## Aim
Render each line of the entries below as a JSON list of strings, one string per line, omitting blank lines and the pictures.

** begin Input for this task **

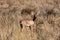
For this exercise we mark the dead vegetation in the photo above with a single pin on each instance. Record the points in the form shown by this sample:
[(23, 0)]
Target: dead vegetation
[(44, 16)]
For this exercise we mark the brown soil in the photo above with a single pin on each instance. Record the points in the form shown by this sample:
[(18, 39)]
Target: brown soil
[(44, 13)]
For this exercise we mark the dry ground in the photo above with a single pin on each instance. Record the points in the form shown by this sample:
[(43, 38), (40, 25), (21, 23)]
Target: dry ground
[(44, 13)]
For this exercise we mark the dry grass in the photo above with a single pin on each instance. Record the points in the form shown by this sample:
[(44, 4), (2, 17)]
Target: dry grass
[(44, 13)]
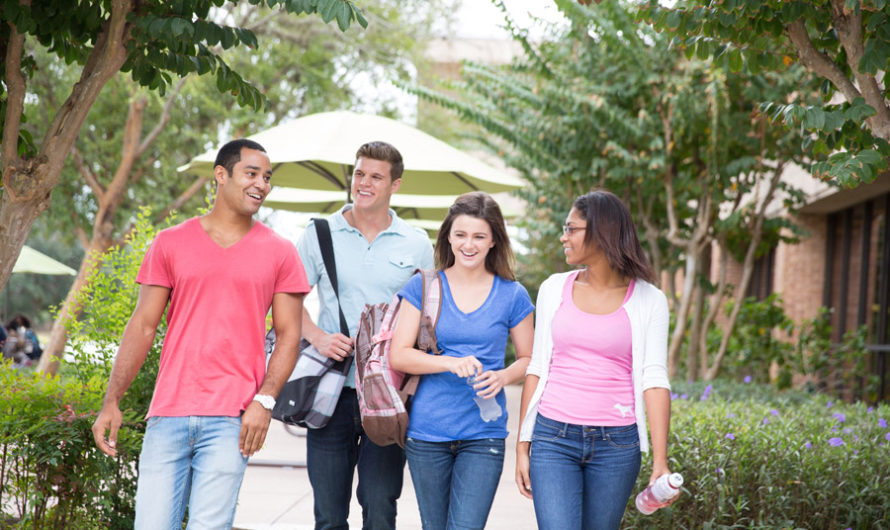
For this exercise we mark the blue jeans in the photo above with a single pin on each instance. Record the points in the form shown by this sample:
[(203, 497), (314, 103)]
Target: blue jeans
[(582, 476), (332, 455), (189, 461), (455, 482)]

** end Input for this task **

## Solution to this task
[
  "For this exercise we mark the dead vegetation in the photo above with a single pin on each instance. Record the points in the form shown by this sample:",
  "[(23, 0)]",
  "Target: dead vegetation",
  "[(44, 16)]",
  "For this exercise we mark the brown soil in the photo above with a single pin on each instance. Record the points in the form shown by this sample:",
  "[(18, 39)]",
  "Target: brown soil",
  "[(44, 13)]",
  "For this exercise we mark the dry ground in the photo above with a single pin on each instance. Record the points in the form shown by this sample:",
  "[(43, 38), (40, 25), (21, 23)]",
  "Target: dry ground",
  "[(44, 13)]",
  "For this exercise we mark the dry grass in the photo above with a single pin on each instance. Record the points in the form shown by this sample:",
  "[(44, 4), (2, 17)]",
  "Target: dry grass",
  "[(44, 13)]",
  "For this exercise we mark the blue jeans in the photo above with a single pin on each instance. Record the points in the form shown by this sample:",
  "[(203, 497), (314, 103)]",
  "Target: blue jeans",
  "[(582, 476), (332, 455), (189, 461), (455, 482)]"
]